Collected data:
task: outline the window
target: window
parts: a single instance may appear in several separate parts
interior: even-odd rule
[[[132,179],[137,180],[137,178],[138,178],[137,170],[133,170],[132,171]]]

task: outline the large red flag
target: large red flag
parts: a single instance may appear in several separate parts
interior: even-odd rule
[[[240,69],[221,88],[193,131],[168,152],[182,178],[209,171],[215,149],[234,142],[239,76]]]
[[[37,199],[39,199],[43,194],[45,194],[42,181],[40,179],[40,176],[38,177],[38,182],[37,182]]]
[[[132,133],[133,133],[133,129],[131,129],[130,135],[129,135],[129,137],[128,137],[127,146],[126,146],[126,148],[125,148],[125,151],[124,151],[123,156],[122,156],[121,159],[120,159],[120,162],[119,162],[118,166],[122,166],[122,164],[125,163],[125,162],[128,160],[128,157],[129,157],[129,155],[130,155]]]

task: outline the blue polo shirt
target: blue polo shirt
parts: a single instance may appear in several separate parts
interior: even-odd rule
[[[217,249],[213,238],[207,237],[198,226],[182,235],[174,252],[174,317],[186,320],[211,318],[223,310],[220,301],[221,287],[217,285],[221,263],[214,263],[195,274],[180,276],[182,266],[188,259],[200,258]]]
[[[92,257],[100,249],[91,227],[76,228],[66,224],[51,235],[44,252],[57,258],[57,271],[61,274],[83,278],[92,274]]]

What you should do = Transcribe the records in full, keeping every character as it is.

Solution =
task: outline the window
target: window
parts: a single instance may appear in several separate parts
interior: even-odd rule
[[[132,179],[137,180],[137,178],[138,178],[137,170],[133,170],[132,171]]]

task: outline the large red flag
target: large red flag
parts: a single instance may appear in several separate parts
interior: even-odd rule
[[[240,69],[221,88],[193,131],[168,152],[182,178],[209,171],[215,149],[234,142],[239,76]]]
[[[37,199],[39,199],[43,194],[45,194],[42,181],[40,179],[40,176],[38,177],[38,182],[37,182]]]
[[[132,133],[133,133],[133,129],[131,129],[130,135],[129,135],[129,137],[128,137],[127,146],[126,146],[126,148],[125,148],[125,151],[124,151],[123,156],[122,156],[121,159],[120,159],[120,162],[119,162],[118,166],[122,166],[122,164],[125,163],[125,162],[128,160],[128,157],[129,157],[129,155],[130,155]]]

task: outline the blue polo shirt
target: blue polo shirt
parts: a single instance may appear in several separate parts
interior: even-odd rule
[[[217,249],[213,238],[207,237],[198,226],[182,235],[174,252],[174,317],[186,320],[211,318],[223,310],[220,301],[221,287],[217,285],[221,263],[214,263],[195,274],[180,276],[182,266],[188,259],[200,258]]]
[[[92,257],[100,249],[91,227],[76,228],[66,224],[51,235],[44,252],[57,258],[57,271],[61,274],[83,278],[92,274]]]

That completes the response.